## START TASK MATERIAL

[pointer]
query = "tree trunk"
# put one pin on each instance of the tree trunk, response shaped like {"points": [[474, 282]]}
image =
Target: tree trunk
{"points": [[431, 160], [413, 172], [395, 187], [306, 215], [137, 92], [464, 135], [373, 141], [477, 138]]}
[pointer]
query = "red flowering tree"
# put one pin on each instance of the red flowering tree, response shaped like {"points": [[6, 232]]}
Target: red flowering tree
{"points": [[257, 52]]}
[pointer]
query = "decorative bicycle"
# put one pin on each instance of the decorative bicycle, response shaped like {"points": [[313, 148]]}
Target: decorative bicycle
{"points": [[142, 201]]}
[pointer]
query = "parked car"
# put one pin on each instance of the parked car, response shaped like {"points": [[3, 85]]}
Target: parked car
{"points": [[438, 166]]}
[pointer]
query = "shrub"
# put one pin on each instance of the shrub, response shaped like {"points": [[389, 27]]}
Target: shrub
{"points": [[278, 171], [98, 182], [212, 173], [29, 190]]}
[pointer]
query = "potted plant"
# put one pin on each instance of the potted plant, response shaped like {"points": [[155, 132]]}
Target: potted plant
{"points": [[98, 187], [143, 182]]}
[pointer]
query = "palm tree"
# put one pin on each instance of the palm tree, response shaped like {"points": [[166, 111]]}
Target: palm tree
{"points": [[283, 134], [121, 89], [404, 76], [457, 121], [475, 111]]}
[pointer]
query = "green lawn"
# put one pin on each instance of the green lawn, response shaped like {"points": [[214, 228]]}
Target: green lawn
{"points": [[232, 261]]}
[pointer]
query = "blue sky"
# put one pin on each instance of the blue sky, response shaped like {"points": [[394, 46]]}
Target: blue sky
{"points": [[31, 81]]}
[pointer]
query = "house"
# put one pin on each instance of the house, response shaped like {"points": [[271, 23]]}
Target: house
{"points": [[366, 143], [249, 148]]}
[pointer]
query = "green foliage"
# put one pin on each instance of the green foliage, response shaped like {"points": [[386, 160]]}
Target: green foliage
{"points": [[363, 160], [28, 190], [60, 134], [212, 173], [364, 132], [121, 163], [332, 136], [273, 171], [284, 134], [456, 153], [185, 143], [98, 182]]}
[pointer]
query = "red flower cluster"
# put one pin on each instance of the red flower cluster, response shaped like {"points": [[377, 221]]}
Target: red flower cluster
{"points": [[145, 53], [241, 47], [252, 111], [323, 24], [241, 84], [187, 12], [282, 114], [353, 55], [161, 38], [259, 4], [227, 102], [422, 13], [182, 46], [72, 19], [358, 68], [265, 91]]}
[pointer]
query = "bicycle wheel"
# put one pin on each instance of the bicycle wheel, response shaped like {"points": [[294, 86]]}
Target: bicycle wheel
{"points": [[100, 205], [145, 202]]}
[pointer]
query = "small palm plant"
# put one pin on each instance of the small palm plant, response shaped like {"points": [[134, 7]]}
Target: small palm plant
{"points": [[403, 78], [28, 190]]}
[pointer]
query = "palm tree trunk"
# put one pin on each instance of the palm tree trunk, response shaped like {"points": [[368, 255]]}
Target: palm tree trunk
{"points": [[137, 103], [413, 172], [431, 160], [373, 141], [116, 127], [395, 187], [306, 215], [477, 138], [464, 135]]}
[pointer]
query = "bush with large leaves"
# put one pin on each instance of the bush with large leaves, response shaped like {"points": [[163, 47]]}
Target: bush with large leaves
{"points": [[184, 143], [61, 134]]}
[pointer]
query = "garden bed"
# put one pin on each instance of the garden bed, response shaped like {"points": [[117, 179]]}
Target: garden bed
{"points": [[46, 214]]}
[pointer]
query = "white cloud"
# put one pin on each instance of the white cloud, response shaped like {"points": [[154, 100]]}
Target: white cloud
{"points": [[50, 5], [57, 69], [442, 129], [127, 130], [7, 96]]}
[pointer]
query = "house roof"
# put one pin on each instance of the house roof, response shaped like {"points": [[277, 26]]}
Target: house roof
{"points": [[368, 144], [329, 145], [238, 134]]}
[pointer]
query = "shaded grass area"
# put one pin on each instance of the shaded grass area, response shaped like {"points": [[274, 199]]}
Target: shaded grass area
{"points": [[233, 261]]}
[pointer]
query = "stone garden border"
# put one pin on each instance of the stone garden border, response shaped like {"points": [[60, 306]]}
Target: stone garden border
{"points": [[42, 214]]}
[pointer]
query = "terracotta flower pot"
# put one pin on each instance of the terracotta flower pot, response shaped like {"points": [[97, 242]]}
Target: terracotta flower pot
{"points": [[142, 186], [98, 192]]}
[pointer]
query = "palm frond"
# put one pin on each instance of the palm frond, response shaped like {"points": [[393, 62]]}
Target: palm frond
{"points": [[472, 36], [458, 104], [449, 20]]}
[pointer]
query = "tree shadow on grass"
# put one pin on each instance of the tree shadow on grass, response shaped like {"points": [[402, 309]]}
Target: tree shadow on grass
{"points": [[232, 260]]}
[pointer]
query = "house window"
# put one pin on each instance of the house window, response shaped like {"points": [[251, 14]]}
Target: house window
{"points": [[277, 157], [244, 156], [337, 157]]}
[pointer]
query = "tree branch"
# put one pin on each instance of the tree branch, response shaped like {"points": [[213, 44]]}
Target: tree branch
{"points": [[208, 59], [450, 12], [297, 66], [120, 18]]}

## END TASK MATERIAL
## START TASK MATERIAL

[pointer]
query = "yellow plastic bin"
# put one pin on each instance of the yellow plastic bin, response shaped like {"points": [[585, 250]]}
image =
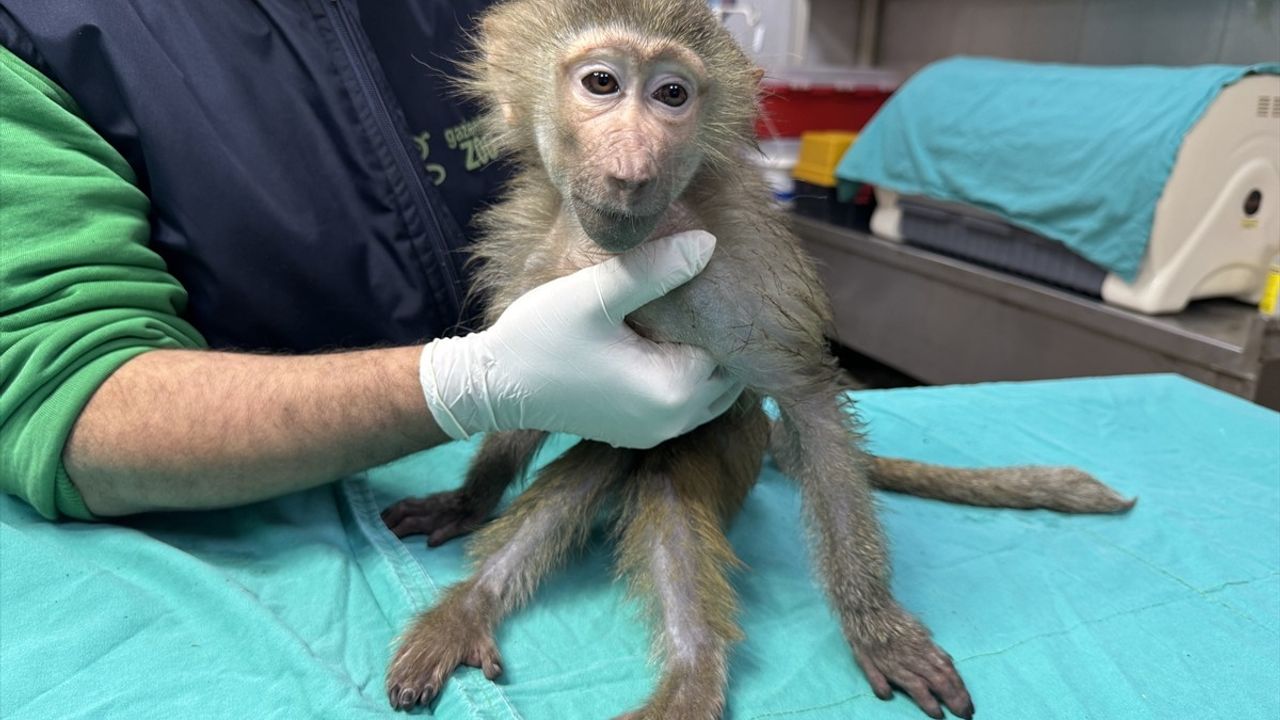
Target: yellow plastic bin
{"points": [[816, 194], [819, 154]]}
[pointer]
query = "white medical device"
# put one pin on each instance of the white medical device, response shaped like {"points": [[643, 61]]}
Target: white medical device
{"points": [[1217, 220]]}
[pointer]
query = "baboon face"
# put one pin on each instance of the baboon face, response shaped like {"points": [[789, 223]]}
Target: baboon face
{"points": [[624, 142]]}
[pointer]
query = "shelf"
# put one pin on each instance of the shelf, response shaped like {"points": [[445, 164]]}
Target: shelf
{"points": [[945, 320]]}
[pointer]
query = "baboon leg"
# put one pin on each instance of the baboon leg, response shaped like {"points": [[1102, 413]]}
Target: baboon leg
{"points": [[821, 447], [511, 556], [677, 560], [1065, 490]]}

## END TASK MATERIAL
## START TASK MATERIAL

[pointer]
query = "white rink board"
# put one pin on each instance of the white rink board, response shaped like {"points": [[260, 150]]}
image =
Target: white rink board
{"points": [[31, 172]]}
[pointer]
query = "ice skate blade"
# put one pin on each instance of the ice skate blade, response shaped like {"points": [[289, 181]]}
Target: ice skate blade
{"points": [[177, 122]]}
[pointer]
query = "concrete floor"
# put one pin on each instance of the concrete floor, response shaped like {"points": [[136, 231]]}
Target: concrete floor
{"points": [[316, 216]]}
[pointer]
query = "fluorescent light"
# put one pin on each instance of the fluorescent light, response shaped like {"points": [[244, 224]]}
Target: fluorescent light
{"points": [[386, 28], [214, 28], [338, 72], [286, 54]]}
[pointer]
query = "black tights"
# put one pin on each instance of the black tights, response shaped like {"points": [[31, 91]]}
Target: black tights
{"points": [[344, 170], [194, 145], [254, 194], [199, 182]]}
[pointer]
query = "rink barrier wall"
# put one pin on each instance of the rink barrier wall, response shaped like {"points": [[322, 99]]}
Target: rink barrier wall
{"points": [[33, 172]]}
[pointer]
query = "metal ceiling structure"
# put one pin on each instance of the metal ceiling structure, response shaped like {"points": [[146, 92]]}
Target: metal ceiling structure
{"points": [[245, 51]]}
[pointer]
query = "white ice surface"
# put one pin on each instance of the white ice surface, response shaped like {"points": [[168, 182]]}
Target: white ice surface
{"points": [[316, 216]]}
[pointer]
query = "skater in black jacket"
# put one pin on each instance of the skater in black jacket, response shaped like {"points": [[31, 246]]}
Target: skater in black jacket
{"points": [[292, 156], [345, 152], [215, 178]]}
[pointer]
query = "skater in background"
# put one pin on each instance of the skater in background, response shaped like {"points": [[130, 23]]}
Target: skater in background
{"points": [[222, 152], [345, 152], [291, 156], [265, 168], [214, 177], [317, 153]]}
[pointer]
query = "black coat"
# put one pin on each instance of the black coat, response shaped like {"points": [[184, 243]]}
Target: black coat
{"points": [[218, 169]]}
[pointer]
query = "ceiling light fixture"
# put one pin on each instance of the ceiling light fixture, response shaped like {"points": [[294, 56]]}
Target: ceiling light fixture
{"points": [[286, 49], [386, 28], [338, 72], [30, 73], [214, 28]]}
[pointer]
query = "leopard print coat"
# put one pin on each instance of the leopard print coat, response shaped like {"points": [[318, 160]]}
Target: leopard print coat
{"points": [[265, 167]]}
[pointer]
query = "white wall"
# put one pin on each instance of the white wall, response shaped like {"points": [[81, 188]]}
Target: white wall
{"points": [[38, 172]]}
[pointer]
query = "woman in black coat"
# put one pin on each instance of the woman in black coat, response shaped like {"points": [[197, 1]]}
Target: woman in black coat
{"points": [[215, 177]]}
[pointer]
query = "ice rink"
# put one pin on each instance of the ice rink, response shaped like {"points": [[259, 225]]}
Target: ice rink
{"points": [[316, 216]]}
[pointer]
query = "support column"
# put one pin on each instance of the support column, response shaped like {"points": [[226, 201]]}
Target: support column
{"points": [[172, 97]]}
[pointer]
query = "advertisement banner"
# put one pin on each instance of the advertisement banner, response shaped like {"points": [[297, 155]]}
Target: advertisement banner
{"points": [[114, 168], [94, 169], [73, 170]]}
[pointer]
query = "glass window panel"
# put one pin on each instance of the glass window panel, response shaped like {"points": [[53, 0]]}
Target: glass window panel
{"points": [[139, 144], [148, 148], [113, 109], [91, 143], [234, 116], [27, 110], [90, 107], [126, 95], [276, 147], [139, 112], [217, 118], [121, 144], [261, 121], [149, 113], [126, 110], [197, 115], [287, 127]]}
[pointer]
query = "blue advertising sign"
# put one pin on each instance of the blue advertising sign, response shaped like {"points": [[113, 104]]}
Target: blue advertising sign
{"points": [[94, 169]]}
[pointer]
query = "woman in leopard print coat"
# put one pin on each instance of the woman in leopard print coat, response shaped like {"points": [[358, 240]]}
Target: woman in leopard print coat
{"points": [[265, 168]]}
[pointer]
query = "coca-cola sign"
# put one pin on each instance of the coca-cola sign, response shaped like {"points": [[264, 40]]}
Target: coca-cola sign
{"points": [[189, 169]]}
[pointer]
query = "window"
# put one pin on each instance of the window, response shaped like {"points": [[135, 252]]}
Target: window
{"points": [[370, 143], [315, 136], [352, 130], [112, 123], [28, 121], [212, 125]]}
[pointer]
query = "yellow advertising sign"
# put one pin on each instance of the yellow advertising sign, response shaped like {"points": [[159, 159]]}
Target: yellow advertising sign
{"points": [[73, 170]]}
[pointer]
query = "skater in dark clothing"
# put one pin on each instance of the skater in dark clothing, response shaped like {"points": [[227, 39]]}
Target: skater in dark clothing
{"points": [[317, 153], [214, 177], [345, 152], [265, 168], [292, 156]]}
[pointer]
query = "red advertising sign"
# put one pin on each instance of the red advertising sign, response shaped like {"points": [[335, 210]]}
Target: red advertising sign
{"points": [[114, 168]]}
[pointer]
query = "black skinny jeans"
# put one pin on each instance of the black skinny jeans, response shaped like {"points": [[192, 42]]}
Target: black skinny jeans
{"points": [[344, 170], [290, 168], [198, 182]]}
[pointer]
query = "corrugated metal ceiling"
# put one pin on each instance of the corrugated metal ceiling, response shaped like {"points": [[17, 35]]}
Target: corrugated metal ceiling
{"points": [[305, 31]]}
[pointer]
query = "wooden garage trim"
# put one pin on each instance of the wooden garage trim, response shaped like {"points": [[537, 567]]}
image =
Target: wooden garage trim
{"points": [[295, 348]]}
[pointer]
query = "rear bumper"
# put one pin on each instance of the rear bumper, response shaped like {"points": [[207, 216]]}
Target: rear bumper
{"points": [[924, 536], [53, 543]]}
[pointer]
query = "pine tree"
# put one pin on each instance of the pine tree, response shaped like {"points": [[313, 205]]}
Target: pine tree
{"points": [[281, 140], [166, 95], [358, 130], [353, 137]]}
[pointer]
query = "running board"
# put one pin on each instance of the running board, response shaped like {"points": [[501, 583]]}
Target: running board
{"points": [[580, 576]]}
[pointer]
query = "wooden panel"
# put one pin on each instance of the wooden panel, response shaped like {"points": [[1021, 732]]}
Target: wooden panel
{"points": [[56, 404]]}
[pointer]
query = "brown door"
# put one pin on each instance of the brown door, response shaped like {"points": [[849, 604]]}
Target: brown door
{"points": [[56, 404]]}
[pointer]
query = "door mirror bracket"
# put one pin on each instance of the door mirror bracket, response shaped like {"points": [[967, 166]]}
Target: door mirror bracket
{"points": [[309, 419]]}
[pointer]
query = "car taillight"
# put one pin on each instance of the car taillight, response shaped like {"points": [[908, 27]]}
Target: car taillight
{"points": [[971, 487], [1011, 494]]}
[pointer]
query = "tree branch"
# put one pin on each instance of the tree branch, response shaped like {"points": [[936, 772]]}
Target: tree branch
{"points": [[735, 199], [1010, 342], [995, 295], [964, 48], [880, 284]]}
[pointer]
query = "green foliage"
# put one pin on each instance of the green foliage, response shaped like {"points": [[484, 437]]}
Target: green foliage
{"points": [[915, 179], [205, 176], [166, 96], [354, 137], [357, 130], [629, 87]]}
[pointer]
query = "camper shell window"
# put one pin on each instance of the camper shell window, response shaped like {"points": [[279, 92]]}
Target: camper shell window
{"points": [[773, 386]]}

## END TASK MATERIAL

■ WHAT YOU SHOULD DO:
Count the lines of the entries above that contain the string "surface". Reply with the number alone.

■ REPLY TO THE EXERCISE:
3